September 2, 2014

Enthused About: Docker

Recently, I've been exposed to Docker, a virtualization tool for Linux. Now, I've been a fan of virtualization for quite some time, but Docker has some additional features beyond the more traditional VMs (if you'll allow me to call them traditional ... always cracks me up to associate a relatively young technology with any sense of "tradition") that I find quite fascinating. Below is a short introduction, and five features of Docker that I am quite excited about.

At a very high level, Docker is a virtualization technology built on a tool called Linux Containers (LXC). The goal of these containers is similar to the goal of any virtual machine - to provide a "machine within a machine" functionality. However, Docker is significantly different from existing technologies because it does not virtualize the entire hardware stack. This does come at a cost of less true isolation between containers, but the sharing this tradeoff enables leads to huge performance and scalability gains. For a very nice comparison of Docker's features vs. more traditional VMs, I found this SO post helpful.

At this point, I am personally a little light on the internal details of Docker, but I have gained some familiarity with its features. Here are five features that have me sold on this technology after only about a month of exposure to it.

[Extracted entries]
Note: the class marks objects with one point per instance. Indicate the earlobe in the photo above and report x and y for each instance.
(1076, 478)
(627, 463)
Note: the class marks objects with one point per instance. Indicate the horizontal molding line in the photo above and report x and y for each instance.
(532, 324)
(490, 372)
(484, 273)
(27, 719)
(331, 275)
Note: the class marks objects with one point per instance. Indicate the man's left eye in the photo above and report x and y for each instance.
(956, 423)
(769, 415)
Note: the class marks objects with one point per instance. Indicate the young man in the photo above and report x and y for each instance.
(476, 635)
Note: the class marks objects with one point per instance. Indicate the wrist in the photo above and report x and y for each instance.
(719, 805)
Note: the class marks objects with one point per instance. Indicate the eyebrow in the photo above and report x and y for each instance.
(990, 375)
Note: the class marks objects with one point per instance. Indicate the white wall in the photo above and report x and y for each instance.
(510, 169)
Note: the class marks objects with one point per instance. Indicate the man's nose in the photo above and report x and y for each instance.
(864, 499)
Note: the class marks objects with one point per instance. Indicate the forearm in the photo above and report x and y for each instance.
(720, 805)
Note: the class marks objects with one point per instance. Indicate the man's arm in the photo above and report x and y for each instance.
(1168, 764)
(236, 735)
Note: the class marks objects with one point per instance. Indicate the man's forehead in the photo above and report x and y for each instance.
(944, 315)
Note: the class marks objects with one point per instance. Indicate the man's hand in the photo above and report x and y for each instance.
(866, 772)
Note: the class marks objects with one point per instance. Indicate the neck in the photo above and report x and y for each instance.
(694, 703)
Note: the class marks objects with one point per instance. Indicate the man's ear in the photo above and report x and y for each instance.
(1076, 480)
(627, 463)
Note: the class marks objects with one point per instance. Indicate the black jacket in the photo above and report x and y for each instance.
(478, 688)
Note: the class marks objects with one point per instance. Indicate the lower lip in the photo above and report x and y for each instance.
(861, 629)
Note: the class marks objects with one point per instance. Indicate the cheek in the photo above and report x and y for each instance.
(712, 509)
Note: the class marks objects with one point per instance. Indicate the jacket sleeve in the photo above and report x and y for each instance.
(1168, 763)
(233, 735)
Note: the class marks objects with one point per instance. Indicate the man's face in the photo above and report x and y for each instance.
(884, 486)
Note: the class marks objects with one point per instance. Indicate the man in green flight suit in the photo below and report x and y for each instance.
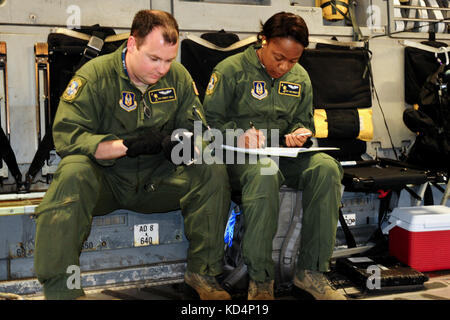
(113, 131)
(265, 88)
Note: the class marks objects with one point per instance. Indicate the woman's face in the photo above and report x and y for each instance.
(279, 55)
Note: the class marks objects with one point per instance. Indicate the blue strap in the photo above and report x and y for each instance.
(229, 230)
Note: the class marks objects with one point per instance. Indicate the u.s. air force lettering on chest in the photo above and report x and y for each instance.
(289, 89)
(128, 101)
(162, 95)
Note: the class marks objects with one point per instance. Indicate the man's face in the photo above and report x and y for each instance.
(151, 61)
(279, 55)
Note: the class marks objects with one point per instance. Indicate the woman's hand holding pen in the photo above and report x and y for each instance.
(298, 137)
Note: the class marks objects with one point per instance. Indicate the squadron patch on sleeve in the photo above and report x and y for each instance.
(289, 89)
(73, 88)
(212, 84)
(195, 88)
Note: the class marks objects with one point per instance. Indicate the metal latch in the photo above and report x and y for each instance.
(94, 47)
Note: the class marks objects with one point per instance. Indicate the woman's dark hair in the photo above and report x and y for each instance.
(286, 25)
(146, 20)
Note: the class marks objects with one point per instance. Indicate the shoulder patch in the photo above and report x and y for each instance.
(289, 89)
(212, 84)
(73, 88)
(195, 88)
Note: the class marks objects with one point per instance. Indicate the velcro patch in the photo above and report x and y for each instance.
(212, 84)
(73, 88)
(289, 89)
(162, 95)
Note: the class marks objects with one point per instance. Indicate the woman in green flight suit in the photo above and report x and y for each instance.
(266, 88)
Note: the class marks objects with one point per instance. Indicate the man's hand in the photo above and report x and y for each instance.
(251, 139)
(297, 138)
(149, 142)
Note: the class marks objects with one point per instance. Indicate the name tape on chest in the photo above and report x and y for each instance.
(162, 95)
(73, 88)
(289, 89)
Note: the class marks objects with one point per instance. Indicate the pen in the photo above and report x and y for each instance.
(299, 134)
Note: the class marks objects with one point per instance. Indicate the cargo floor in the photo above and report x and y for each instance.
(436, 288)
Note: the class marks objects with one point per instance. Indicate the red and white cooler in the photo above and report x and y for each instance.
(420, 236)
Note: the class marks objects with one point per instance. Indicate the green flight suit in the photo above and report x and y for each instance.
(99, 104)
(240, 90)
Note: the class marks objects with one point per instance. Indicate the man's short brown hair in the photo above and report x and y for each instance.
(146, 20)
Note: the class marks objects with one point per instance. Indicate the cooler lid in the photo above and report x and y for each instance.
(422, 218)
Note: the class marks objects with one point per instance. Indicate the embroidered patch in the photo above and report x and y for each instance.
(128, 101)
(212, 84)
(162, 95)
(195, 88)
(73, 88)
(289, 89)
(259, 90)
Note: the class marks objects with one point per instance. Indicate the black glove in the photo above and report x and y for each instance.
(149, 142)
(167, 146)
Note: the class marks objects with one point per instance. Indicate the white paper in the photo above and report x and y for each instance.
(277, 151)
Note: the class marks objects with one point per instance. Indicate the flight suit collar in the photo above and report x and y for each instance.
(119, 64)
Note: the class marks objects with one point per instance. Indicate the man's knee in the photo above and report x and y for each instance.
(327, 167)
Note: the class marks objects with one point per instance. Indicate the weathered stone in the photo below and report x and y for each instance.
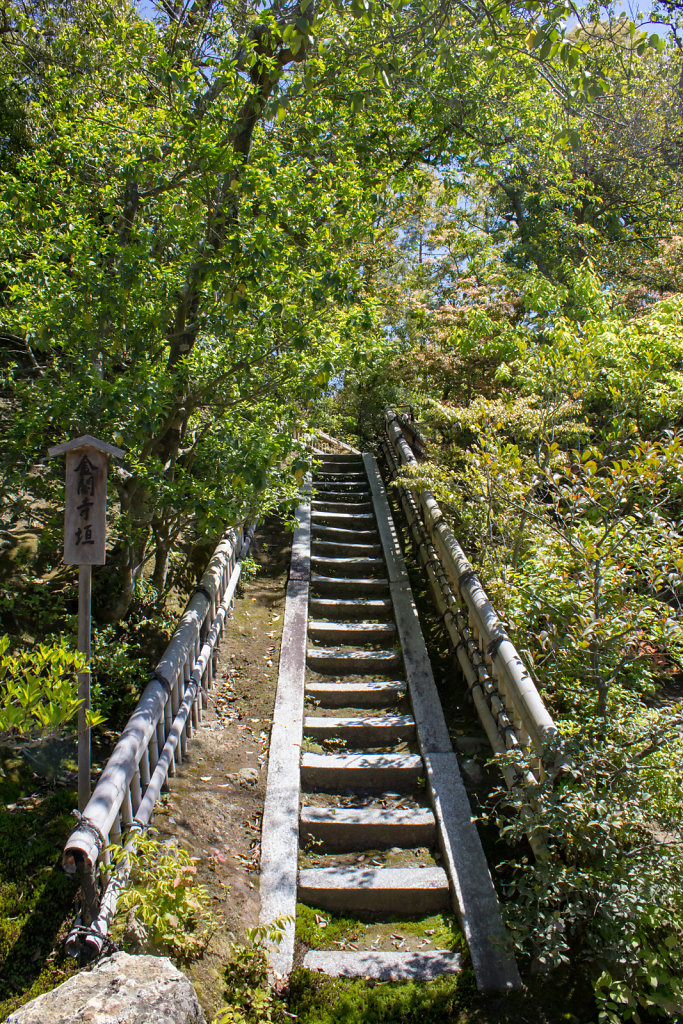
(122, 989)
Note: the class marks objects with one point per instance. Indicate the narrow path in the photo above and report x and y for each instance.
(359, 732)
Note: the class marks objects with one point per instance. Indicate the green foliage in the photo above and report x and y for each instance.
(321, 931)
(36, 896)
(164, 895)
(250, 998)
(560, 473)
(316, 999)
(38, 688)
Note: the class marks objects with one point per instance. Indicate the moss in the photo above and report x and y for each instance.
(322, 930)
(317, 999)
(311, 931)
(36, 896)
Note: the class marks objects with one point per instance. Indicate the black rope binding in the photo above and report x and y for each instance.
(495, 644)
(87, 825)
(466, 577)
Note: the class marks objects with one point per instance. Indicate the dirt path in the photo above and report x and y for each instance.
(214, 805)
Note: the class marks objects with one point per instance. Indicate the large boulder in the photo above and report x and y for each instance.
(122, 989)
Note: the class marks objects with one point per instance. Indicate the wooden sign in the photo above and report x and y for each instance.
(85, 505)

● **What is asked**:
**A.** In the Docker post, what tool is Docker said to be built on?
**B.** Reproduce the Docker post word for word from "At a very high" to "exposure to it.".

● **Responses per task**:
**A.** Linux Containers (LXC).

**B.**
At a very high level, Docker is a virtualization technology built on a tool called Linux Containers (LXC). The goal of these containers is similar to the goal of any virtual machine - to provide a "machine within a machine" functionality. However, Docker is significantly different from existing technologies because it does not virtualize the entire hardware stack. This does come at a cost of less true isolation between containers, but the sharing this tradeoff enables leads to huge performance and scalability gains. For a very nice comparison of Docker's features vs. more traditional VMs, I found this SO post helpful.

At this point, I am personally a little light on the internal details of Docker, but I have gained some familiarity with its features. Here are five features that have me sold on this technology after only about a month of exposure to it.